— WORK ITEM —
Write out every record below exactly, so that nothing differs from what is shown.

====== DATA PROVIDED

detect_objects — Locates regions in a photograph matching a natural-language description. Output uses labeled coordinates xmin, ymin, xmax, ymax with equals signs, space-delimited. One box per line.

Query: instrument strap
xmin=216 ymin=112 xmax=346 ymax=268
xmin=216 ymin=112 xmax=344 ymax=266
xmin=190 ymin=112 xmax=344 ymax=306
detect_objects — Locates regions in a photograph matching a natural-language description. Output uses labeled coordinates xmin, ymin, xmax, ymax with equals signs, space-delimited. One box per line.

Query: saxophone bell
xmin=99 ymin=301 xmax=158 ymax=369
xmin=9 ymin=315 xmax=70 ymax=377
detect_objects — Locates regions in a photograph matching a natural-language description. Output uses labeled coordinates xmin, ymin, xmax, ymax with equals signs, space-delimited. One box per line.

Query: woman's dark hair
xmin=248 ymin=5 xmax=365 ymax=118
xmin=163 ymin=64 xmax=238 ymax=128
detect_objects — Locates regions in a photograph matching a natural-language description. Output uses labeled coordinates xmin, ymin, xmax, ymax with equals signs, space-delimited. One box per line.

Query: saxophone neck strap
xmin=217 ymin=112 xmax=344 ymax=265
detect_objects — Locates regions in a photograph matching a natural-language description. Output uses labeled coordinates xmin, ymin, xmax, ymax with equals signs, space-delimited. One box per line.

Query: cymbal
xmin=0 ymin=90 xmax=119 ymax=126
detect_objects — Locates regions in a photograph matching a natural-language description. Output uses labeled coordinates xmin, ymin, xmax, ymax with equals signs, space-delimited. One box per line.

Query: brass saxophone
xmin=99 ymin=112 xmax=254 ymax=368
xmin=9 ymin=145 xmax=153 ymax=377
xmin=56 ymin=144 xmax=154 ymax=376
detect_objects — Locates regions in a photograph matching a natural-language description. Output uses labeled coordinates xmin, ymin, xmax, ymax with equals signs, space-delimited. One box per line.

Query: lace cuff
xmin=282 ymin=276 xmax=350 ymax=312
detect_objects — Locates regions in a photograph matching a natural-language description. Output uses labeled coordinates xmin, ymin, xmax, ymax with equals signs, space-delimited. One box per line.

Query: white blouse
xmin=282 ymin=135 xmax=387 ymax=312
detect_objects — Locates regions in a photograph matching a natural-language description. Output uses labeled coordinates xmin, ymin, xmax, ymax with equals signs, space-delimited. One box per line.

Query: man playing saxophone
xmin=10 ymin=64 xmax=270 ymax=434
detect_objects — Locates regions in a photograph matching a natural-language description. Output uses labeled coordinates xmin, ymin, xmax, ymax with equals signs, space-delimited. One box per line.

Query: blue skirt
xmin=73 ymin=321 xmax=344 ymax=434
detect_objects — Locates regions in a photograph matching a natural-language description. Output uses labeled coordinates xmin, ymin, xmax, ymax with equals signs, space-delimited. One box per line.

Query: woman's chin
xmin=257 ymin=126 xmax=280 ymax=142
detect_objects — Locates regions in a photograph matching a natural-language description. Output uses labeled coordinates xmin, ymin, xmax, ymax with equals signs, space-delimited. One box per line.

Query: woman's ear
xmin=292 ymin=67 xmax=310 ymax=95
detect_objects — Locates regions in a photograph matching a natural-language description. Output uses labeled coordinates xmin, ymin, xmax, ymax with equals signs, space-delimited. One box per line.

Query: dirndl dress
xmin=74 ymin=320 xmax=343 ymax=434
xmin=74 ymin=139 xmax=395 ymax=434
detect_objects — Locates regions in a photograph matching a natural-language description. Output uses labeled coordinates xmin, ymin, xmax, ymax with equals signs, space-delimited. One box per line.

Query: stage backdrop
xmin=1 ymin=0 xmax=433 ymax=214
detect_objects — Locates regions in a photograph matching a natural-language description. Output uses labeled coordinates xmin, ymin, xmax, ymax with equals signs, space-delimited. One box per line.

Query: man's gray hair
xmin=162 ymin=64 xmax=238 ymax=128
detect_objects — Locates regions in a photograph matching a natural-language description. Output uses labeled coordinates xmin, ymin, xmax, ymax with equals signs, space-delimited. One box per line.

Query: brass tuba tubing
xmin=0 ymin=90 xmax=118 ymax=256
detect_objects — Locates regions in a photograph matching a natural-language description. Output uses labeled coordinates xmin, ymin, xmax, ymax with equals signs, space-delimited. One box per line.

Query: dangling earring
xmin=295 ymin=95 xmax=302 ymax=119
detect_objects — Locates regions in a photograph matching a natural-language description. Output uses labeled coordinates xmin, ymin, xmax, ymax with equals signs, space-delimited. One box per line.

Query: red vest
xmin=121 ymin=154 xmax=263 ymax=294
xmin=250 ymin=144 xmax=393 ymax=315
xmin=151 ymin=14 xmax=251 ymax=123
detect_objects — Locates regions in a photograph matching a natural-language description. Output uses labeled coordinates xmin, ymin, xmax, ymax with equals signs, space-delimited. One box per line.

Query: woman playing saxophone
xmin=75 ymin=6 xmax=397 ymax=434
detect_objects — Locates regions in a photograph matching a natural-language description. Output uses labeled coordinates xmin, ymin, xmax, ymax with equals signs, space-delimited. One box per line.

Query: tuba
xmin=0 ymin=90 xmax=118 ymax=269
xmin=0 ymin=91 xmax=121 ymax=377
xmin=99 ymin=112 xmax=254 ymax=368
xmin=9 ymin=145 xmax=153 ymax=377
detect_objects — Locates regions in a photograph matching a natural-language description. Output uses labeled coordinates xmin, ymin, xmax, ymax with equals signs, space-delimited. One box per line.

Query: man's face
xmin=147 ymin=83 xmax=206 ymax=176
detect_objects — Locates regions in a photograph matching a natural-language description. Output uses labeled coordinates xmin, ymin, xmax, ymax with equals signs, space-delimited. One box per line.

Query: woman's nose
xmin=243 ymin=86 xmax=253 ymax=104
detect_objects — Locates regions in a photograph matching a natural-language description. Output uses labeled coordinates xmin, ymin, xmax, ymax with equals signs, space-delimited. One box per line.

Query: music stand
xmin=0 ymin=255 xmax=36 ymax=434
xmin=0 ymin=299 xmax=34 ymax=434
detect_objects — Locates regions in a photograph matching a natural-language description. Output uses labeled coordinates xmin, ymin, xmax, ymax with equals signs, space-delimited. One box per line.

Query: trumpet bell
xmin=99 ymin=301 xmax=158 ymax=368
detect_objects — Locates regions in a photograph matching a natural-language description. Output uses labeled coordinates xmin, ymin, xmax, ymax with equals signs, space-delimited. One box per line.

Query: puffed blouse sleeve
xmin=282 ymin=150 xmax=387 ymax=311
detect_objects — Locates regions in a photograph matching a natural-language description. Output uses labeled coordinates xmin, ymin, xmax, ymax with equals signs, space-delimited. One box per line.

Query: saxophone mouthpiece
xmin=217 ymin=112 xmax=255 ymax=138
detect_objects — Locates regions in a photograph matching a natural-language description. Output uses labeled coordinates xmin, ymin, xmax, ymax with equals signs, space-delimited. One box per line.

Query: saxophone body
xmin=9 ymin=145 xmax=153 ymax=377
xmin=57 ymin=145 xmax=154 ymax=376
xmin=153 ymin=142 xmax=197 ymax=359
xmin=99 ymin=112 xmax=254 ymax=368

============

— ANSWER TO THIS PROBLEM —
detect_objects — Locates regions in a photograph matching a natural-language description. Output uses labeled coordinates xmin, ymin, xmax, ymax with equals signs, space-delimited. One box per line.

Query: instrument strap
xmin=216 ymin=112 xmax=346 ymax=268
xmin=216 ymin=112 xmax=344 ymax=266
xmin=190 ymin=112 xmax=344 ymax=306
detect_objects — Locates regions in a photograph matching a natural-language description. Output uses labeled coordinates xmin, ymin, xmax, ymax with equals signs, space-delimited. One box per line.

Query: saxophone bell
xmin=99 ymin=301 xmax=158 ymax=369
xmin=9 ymin=315 xmax=70 ymax=377
detect_objects — Locates regions in a photograph matching a natural-language description. Output uses labeled coordinates xmin, ymin, xmax, ymax with equals signs, space-delimited. One box per line.

Query: woman's dark hair
xmin=248 ymin=5 xmax=365 ymax=118
xmin=163 ymin=64 xmax=238 ymax=128
detect_objects — Locates regions in a photograph matching a natural-language description. Output uses labeled coordinates xmin, ymin, xmax, ymax with equals signs, space-delimited. One box per line.

Query: saxophone neck strap
xmin=217 ymin=112 xmax=344 ymax=265
detect_objects — Locates regions in a photograph matching a natural-language description. Output uses labeled coordinates xmin, ymin, xmax, ymax with equals signs, space-delimited. One box per line.

Query: cymbal
xmin=0 ymin=90 xmax=119 ymax=126
detect_objects — Locates regions in a photograph matching a natural-language description. Output uses labeled coordinates xmin, ymin, xmax, ymax with equals signs, space-delimited. One box per line.

Query: brass saxophone
xmin=99 ymin=112 xmax=254 ymax=368
xmin=9 ymin=145 xmax=153 ymax=377
xmin=56 ymin=144 xmax=154 ymax=376
detect_objects — Locates regions in a photograph matching a natural-language description. Output uses labeled coordinates xmin, ymin, xmax, ymax with equals signs, space-delimited. One box per line.

Query: lace cuff
xmin=282 ymin=276 xmax=350 ymax=312
detect_objects — Locates regions in a photograph matching a natural-language description. Output uses labeled coordinates xmin, ymin, xmax, ymax with equals signs, space-delimited. One box per line.

Query: white blouse
xmin=282 ymin=135 xmax=387 ymax=312
detect_objects — Locates regions in a photograph matching a natural-language description. Output uses labeled coordinates xmin, ymin, xmax, ymax with equals signs, space-delimited. One box per line.

Query: man playing saxophone
xmin=10 ymin=64 xmax=270 ymax=434
detect_objects — Locates regions in a photograph matching a natural-language description. Output uses labeled coordinates xmin, ymin, xmax, ymax with equals signs, space-delimited. One box per line.

Query: blue skirt
xmin=73 ymin=321 xmax=344 ymax=434
detect_objects — Locates regions in a photograph matching a natural-language description. Output uses labeled coordinates xmin, ymin, xmax, ymax with equals signs, space-delimited. One box per line.

Query: woman's chin
xmin=257 ymin=126 xmax=280 ymax=142
detect_objects — Locates regions in a photograph matching a natural-language description. Output uses labeled coordinates xmin, ymin, xmax, ymax with equals signs, space-delimited. One box per line.

Query: woman's ear
xmin=292 ymin=67 xmax=310 ymax=95
detect_objects — Locates regions in a photograph matching a natural-language description. Output uses labeled coordinates xmin, ymin, xmax, ymax with equals signs, space-delimited. One box per line.

Query: dirndl dress
xmin=74 ymin=320 xmax=343 ymax=434
xmin=74 ymin=139 xmax=395 ymax=434
detect_objects — Locates regions in a photograph matching a natural-language description. Output uses labeled coordinates xmin, ymin, xmax, ymax with equals signs, space-delimited. One box per line.

Query: stage backdrop
xmin=1 ymin=0 xmax=433 ymax=214
detect_objects — Locates regions in a photograph matching a natural-language description. Output uses labeled coordinates xmin, ymin, xmax, ymax with equals signs, space-delimited. One box per line.

Query: man's gray hair
xmin=162 ymin=64 xmax=238 ymax=128
detect_objects — Locates regions in a photograph matching a natural-language description. Output uses labeled coordinates xmin, ymin, xmax, ymax with equals signs, space-delimited. One box per line.

Query: brass tuba tubing
xmin=0 ymin=90 xmax=118 ymax=256
detect_objects — Locates regions in a photograph matching a natural-language description. Output uses labeled coordinates xmin, ymin, xmax, ymax with equals signs, space-delimited. One box per line.

Query: dangling earring
xmin=295 ymin=95 xmax=302 ymax=119
detect_objects — Locates regions in a photograph matching a natural-language description. Output uses labeled coordinates xmin, ymin, xmax, ymax with equals signs, space-delimited. One box per line.

Query: red vest
xmin=121 ymin=154 xmax=263 ymax=294
xmin=250 ymin=144 xmax=393 ymax=315
xmin=151 ymin=14 xmax=251 ymax=123
detect_objects — Locates regions in a photograph matching a natural-language description. Output uses labeled coordinates xmin, ymin, xmax, ymax with equals signs, space-delimited. One box per line.

Query: woman playing saxophone
xmin=75 ymin=6 xmax=397 ymax=434
detect_objects — Locates regions in a photograph matching a natural-language description. Output uses labeled coordinates xmin, ymin, xmax, ymax with equals signs, space-delimited. One box per line.

Query: tuba
xmin=0 ymin=90 xmax=118 ymax=269
xmin=0 ymin=91 xmax=121 ymax=377
xmin=99 ymin=112 xmax=254 ymax=368
xmin=9 ymin=145 xmax=153 ymax=377
detect_objects — Locates regions in a photograph matching a natural-language description. Output uses labeled coordinates xmin, ymin, xmax, ymax with equals signs, space-delimited. One box per line.

Query: man's face
xmin=147 ymin=83 xmax=206 ymax=176
detect_objects — Locates regions in a photograph matching a natural-language description. Output uses labeled coordinates xmin, ymin, xmax, ymax with equals signs, space-delimited. One box per line.

Query: woman's nose
xmin=243 ymin=86 xmax=253 ymax=104
detect_objects — Locates regions in a photograph matching a natural-language description. Output uses labeled coordinates xmin, ymin, xmax, ymax with equals signs, space-delimited. One box per line.

Query: music stand
xmin=0 ymin=255 xmax=36 ymax=434
xmin=0 ymin=299 xmax=34 ymax=434
detect_objects — Locates regions in a photograph matching a natural-language description. Output uses labeled coordinates xmin, ymin, xmax, ymax with equals signs, space-delimited. One box per line.

Query: trumpet bell
xmin=99 ymin=301 xmax=158 ymax=368
detect_objects — Locates regions in a photograph matching a natural-language description. Output uses labeled coordinates xmin, ymin, xmax, ymax with equals signs, space-delimited. One box per line.

Query: puffed blouse sleeve
xmin=282 ymin=150 xmax=387 ymax=311
detect_objects — Locates regions in a photograph matching a natural-language description. Output uses labeled coordinates xmin, ymin, xmax, ymax with equals signs, space-delimited. One box per line.

Query: saxophone mouthpiece
xmin=217 ymin=112 xmax=255 ymax=138
detect_objects — Locates regions in a photograph matching a natural-language description. Output uses labeled coordinates xmin, ymin, xmax, ymax with equals signs, space-delimited. One box per line.

Query: saxophone body
xmin=9 ymin=145 xmax=153 ymax=377
xmin=57 ymin=145 xmax=154 ymax=376
xmin=153 ymin=142 xmax=197 ymax=359
xmin=99 ymin=112 xmax=254 ymax=368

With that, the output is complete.